WORK REQUIRED. Lines below starting with the line with "Set-play tagging: locate each instance of the river" and going on through the line with "Set-play tagging: locate each instance of the leash" must be output exactly; the rest of the records must be left out.

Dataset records
☆ ☆ ☆ ☆ ☆
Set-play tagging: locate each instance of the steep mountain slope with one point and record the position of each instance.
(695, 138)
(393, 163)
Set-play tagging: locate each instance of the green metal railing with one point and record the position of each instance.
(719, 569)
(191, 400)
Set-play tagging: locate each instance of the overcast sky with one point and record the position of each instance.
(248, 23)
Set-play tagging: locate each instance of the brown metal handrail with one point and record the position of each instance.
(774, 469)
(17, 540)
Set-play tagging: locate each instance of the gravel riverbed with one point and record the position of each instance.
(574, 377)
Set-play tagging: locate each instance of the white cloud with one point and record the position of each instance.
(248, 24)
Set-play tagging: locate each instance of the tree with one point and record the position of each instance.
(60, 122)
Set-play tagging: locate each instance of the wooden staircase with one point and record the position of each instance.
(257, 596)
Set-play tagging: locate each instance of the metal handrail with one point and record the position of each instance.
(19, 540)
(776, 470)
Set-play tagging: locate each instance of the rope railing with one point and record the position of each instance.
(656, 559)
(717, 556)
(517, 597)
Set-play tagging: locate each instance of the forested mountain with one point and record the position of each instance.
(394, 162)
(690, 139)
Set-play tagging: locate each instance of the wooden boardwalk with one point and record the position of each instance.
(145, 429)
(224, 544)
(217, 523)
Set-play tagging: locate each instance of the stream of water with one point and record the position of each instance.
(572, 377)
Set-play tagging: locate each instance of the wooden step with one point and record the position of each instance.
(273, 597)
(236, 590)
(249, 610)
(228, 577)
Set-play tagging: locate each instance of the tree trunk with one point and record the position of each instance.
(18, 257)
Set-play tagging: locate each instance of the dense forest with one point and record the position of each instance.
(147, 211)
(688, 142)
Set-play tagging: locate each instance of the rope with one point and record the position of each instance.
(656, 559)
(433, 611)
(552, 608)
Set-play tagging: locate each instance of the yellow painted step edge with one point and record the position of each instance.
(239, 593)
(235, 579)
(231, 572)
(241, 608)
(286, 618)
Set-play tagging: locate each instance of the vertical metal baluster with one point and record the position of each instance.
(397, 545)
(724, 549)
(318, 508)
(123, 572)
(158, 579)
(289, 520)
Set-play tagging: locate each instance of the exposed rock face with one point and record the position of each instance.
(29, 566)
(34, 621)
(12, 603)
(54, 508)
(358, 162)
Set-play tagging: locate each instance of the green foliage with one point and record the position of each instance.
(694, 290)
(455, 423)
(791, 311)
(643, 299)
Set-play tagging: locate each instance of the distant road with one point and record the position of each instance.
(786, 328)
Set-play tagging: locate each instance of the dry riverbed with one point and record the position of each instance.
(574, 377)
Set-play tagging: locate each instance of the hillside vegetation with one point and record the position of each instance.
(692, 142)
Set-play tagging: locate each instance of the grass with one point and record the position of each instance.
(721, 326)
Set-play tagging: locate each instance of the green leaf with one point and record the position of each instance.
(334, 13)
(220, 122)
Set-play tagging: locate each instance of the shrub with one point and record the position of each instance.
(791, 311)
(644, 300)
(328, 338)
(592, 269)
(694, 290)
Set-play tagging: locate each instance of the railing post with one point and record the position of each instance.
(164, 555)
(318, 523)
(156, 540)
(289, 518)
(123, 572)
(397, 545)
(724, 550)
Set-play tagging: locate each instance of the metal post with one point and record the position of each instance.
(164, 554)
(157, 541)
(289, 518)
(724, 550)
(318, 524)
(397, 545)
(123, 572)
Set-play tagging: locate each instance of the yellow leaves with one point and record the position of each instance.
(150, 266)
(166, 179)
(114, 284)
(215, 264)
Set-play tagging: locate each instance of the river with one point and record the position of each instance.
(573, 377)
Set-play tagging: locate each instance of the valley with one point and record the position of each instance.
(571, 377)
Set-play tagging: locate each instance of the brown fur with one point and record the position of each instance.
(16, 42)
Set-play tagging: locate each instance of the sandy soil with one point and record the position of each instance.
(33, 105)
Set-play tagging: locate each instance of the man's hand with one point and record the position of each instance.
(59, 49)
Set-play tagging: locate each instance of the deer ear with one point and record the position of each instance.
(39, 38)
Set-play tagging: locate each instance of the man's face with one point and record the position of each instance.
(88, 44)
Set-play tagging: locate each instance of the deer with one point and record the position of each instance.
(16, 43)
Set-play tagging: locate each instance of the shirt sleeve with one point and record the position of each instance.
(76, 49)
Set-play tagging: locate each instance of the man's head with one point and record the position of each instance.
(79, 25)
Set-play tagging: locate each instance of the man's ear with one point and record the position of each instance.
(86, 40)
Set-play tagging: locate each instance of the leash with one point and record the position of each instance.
☆ ☆ ☆ ☆ ☆
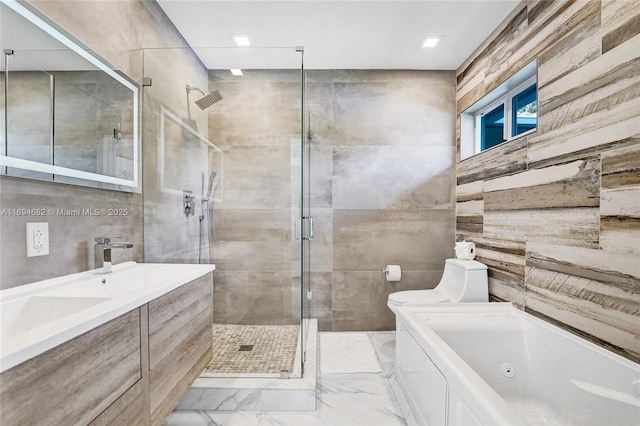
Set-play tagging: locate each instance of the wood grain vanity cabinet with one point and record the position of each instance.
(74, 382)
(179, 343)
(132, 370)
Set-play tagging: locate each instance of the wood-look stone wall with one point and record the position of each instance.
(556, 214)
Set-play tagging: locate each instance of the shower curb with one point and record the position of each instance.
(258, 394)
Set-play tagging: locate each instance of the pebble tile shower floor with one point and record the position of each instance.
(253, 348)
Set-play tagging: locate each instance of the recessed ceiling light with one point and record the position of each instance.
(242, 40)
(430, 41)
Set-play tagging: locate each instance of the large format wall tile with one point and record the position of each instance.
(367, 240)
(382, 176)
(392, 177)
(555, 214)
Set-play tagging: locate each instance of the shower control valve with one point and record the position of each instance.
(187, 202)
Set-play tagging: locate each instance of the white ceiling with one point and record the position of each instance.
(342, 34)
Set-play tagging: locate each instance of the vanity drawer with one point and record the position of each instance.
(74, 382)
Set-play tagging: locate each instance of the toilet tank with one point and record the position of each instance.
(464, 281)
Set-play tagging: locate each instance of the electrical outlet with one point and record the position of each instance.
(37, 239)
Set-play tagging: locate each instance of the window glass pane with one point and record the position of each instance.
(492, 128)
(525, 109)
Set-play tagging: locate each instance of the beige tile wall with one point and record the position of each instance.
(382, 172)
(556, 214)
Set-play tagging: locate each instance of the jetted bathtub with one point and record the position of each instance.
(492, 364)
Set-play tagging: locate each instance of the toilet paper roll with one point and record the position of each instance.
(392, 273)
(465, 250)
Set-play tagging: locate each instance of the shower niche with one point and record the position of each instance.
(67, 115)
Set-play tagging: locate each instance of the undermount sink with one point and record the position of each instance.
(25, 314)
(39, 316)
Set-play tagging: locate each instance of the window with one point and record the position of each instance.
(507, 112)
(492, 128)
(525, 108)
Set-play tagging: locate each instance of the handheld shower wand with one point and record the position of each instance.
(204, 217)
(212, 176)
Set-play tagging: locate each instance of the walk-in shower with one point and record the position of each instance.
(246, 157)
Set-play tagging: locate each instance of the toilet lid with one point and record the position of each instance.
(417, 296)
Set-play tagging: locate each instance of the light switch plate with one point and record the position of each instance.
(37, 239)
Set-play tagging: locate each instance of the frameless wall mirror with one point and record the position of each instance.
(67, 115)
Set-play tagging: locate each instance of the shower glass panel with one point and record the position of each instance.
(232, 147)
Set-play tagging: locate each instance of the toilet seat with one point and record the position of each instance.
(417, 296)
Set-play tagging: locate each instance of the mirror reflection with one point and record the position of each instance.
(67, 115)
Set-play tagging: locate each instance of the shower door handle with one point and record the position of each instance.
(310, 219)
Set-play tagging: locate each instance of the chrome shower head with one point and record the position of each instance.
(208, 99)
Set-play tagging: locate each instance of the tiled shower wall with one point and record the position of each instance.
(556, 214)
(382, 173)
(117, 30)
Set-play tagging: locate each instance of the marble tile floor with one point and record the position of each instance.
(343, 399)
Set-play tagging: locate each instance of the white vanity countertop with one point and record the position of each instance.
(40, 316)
☆ ☆ ☆ ☆ ☆
TASK OUTPUT.
Set-play tagging: locate each instance of the river with one point and record the position of each instance.
(573, 377)
Set-play tagging: locate each instance of the valley with one point and record the position of each instance.
(571, 377)
Set-play tagging: locate each instance of the brown fur with one point and record the position of each instance.
(16, 42)
Set-play tagging: locate each instance of the sandy soil with one point and record the position of each instance.
(33, 105)
Set-play tagging: locate each instance of the man's hand with one point and record the position of each instance.
(59, 49)
Set-play tagging: locate each instance of the deer ear with one point and record the position of each instance.
(39, 38)
Set-play tagging: locate each instance of the man's face with one point and record the position of each instance.
(88, 44)
Set-play tagging: locate each instance of the deer with one point and record the position of each instance.
(16, 43)
Set-play tagging: locate each instance of the shirt sleeve with one point and record the position of each instance.
(76, 49)
Set-play tagging: locate each instance of the man's head with one point and record the position of each instance.
(79, 25)
Set-play tagging: locate each instance of the man's ear with one point and record the position of each instance.
(86, 40)
Set-play tagging: locate each instance of the leash with one point and record the position of each instance.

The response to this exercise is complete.